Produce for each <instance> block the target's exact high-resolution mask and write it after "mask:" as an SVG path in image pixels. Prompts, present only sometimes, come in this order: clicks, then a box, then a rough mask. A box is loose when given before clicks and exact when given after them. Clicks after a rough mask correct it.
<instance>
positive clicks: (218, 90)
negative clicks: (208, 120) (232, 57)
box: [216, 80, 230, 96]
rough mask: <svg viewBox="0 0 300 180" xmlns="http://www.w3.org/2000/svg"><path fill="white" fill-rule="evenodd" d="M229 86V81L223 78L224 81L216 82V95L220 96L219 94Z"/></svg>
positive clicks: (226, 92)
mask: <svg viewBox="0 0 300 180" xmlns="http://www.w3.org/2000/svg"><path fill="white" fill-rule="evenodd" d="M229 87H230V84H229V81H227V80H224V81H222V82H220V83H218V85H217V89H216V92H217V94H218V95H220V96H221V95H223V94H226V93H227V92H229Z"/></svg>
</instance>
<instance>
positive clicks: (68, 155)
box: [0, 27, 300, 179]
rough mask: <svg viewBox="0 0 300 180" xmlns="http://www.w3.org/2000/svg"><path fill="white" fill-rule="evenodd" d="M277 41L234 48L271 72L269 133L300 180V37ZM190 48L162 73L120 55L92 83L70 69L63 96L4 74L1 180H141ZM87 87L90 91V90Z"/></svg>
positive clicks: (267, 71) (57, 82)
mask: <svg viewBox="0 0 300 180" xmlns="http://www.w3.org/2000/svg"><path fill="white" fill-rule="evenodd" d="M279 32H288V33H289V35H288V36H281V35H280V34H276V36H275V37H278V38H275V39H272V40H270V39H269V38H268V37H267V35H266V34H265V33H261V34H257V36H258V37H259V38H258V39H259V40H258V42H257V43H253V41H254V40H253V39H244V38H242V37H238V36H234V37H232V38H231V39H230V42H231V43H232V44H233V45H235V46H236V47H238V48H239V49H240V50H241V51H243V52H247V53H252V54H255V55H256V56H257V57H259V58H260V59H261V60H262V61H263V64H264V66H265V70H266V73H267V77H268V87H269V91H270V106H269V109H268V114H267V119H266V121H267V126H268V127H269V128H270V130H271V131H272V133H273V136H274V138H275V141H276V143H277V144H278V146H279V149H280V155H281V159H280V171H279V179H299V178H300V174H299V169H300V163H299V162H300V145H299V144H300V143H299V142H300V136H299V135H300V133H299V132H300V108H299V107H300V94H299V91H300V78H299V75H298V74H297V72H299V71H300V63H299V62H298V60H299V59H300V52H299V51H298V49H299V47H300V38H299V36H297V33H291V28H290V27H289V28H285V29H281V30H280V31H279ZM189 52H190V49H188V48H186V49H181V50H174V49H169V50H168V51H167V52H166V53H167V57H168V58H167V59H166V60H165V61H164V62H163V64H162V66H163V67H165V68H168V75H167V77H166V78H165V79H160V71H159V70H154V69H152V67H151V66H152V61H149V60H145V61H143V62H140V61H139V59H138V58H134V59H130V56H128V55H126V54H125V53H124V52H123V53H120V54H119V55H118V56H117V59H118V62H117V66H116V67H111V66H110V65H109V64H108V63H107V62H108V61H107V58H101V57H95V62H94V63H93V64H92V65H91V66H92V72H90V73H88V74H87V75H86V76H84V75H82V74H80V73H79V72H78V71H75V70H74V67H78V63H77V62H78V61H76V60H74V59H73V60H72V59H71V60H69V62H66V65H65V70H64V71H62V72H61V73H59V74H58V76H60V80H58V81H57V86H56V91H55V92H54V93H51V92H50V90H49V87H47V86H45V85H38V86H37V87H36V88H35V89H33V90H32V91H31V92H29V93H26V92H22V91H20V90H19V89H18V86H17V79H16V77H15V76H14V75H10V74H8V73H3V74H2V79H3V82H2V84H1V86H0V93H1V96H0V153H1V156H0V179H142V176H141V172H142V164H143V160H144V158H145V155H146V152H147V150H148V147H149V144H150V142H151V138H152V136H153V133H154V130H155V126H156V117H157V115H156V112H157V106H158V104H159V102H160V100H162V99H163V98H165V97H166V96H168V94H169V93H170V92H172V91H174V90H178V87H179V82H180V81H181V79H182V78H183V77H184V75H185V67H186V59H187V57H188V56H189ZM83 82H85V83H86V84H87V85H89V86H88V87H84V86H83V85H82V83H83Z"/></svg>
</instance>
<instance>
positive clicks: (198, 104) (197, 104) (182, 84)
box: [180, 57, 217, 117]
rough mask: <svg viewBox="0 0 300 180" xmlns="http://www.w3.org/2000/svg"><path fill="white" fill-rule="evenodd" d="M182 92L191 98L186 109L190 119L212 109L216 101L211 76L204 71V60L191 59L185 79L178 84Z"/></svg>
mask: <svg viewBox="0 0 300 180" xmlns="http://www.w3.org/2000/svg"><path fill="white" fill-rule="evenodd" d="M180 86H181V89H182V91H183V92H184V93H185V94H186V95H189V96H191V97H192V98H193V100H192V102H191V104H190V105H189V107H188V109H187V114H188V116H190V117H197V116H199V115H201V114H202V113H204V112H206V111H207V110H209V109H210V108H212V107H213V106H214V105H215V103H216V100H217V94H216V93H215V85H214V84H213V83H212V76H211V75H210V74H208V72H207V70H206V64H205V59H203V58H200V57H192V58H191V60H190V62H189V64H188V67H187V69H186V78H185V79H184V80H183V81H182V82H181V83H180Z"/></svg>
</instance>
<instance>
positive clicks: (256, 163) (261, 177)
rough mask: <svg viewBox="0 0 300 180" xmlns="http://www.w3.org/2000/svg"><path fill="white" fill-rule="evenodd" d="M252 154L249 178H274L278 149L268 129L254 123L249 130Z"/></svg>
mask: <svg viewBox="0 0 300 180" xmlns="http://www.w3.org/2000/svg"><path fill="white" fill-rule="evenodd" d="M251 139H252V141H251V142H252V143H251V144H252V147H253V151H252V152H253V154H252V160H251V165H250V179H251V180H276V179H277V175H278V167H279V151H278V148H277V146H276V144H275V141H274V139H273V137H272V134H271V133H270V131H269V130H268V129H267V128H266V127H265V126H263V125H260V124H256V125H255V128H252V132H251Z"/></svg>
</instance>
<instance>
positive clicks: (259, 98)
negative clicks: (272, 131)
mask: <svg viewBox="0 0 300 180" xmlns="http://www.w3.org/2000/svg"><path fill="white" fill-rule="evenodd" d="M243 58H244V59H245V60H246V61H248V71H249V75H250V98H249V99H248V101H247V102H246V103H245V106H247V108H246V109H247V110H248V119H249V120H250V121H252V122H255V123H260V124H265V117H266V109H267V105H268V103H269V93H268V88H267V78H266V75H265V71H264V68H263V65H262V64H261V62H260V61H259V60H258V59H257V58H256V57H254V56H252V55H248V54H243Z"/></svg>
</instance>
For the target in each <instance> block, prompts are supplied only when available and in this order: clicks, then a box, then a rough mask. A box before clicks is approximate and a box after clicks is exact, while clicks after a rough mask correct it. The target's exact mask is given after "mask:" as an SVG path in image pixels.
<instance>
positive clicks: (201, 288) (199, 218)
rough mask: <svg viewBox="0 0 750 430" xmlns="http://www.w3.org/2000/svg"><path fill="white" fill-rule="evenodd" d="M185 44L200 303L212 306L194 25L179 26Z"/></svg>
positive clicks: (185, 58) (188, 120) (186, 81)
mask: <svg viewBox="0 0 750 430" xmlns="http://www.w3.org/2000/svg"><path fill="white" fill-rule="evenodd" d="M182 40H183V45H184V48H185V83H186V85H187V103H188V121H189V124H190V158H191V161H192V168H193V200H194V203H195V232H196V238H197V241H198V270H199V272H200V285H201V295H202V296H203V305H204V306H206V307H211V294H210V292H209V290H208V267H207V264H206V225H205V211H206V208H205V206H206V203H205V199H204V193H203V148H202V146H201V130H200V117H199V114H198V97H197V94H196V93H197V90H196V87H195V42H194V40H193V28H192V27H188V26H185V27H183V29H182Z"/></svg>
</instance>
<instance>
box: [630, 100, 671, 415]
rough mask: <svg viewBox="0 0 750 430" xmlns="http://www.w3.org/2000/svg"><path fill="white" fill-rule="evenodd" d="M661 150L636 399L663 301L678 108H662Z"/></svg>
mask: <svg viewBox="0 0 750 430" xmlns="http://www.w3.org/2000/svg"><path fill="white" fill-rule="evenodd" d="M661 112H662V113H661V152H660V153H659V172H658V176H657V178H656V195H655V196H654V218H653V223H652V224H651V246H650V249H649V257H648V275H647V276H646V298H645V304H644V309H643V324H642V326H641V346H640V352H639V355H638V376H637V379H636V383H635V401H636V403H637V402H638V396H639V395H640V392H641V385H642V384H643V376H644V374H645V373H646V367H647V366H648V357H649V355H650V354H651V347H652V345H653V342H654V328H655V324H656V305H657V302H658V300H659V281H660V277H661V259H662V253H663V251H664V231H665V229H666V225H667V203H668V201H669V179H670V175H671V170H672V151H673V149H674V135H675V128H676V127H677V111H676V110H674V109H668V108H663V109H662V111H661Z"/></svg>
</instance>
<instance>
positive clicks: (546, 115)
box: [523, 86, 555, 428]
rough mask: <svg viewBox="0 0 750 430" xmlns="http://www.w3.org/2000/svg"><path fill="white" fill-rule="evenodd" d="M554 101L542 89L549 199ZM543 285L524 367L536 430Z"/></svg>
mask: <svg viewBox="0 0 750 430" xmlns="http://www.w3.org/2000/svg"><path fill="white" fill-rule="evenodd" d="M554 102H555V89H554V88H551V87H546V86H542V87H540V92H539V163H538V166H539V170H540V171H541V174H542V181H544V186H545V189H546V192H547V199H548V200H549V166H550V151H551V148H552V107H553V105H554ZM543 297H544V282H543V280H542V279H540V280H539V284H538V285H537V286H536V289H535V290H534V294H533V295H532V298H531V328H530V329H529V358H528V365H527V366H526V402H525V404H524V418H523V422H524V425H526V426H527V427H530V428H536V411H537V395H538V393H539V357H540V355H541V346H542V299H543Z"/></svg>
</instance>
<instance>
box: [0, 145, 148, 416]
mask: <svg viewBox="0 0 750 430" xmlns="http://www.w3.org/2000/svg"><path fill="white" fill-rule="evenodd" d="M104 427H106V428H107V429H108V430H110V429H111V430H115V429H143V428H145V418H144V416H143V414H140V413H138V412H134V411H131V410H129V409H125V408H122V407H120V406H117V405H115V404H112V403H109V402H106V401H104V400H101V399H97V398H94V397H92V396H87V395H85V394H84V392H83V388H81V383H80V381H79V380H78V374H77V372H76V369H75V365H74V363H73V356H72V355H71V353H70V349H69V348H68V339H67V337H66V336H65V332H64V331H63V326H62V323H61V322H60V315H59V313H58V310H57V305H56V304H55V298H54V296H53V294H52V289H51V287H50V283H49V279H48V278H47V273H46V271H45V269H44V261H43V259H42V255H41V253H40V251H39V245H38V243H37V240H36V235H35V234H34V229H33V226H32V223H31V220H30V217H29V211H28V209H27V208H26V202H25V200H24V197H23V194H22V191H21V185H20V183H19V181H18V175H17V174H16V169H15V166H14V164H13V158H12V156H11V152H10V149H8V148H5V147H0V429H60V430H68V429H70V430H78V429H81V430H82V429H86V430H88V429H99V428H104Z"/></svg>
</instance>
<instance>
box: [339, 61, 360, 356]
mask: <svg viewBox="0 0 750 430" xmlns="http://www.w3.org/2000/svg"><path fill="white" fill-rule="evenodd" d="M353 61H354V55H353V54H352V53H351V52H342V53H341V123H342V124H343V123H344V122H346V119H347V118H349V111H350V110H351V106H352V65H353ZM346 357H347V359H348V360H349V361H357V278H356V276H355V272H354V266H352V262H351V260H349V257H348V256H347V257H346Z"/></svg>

· · · · · · ·

Of all the entries above, repeat only the lines from the line that has "92L191 98L186 109L190" to the line that has "positive clicks: (256, 163) (261, 177)", both lines included, exactly.

rough mask: <svg viewBox="0 0 300 180" xmlns="http://www.w3.org/2000/svg"><path fill="white" fill-rule="evenodd" d="M182 92L191 98L186 109L190 119L212 109L216 101L211 76L204 71V60L191 59L185 79L178 84Z"/></svg>
mask: <svg viewBox="0 0 300 180" xmlns="http://www.w3.org/2000/svg"><path fill="white" fill-rule="evenodd" d="M180 86H181V89H182V91H183V92H184V93H185V94H186V95H189V96H191V97H192V98H193V100H192V102H191V104H190V105H189V107H188V109H187V114H188V116H190V117H197V116H199V115H201V114H202V113H204V112H206V111H207V110H209V109H210V108H212V107H213V106H214V105H215V103H216V100H217V94H216V93H215V85H214V84H213V83H212V76H211V75H210V74H208V72H207V70H206V64H205V59H203V58H200V57H192V58H191V60H190V62H189V64H188V67H187V69H186V78H185V79H184V80H183V81H182V82H181V83H180Z"/></svg>
</instance>
<instance>
positive clicks: (256, 163) (261, 177)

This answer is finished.